WRITTEN TASK >>
Scale the answer coordinates in the records from the line with "Objective — drop one pin on each instance of the pale" through the end of the records: rewrite only those lines, requests included and unchanged, with every pin coordinate in the answers multiplied by 0.9 and rounded to a whole number, halves rounding up.

+--

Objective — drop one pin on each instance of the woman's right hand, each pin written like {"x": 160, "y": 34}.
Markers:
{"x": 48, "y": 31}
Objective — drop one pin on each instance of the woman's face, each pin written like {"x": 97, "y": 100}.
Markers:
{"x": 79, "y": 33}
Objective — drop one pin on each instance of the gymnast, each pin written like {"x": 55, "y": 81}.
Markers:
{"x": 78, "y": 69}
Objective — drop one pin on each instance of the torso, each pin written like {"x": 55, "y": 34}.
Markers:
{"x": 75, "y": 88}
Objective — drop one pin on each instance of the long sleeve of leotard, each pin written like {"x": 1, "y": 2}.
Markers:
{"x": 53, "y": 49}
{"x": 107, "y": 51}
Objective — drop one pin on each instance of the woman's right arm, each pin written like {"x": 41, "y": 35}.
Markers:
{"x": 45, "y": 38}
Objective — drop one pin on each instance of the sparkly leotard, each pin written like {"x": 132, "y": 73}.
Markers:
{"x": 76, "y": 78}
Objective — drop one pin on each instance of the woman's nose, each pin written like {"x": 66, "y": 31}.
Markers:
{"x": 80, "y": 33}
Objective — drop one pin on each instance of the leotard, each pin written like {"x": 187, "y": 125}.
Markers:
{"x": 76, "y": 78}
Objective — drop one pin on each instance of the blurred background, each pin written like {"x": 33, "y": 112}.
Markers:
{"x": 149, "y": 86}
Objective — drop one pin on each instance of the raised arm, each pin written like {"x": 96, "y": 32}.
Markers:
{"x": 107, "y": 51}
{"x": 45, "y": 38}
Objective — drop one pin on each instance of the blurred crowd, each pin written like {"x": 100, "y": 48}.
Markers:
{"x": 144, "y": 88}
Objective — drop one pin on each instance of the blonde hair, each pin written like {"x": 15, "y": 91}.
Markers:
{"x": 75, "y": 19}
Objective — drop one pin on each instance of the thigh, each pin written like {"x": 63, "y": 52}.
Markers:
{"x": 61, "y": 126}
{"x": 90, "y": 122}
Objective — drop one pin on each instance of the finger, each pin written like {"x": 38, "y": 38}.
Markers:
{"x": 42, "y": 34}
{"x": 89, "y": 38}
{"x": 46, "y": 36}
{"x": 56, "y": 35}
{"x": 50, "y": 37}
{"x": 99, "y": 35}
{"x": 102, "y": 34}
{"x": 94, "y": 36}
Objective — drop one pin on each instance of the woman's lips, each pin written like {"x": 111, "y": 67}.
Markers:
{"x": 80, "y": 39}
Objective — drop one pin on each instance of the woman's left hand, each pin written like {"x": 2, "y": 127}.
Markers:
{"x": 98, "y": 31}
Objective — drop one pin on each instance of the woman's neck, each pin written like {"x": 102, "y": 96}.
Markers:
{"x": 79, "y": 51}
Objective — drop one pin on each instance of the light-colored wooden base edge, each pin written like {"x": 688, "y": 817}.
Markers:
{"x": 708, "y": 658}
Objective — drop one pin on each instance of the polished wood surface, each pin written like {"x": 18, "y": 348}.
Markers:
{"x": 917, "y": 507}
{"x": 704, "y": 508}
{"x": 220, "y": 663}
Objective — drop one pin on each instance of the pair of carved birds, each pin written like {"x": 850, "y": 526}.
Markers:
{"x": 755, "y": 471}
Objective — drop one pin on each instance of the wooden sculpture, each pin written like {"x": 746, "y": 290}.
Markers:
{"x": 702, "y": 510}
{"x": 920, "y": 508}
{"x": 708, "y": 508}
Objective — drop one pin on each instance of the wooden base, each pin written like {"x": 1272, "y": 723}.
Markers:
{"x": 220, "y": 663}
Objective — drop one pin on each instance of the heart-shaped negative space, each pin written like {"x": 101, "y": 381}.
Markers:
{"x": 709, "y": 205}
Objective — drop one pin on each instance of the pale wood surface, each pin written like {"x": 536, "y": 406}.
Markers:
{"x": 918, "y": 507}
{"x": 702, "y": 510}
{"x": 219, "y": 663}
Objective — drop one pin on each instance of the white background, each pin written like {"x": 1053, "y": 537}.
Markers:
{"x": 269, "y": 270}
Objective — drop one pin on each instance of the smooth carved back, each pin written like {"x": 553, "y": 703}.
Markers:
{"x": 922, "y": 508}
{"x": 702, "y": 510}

+--

TASK RESPONSE >>
Objective — drop one pin on each instance of the pale wood surface, each pin written like {"x": 536, "y": 406}.
Markers:
{"x": 826, "y": 456}
{"x": 632, "y": 459}
{"x": 197, "y": 597}
Objective — drop one pin on each instance of the white background, each pin written like {"x": 1053, "y": 537}.
Markers:
{"x": 242, "y": 243}
Objective — drop one pin on each instance of the smooth carved back, each pin written like {"x": 553, "y": 703}.
Markers:
{"x": 830, "y": 457}
{"x": 632, "y": 459}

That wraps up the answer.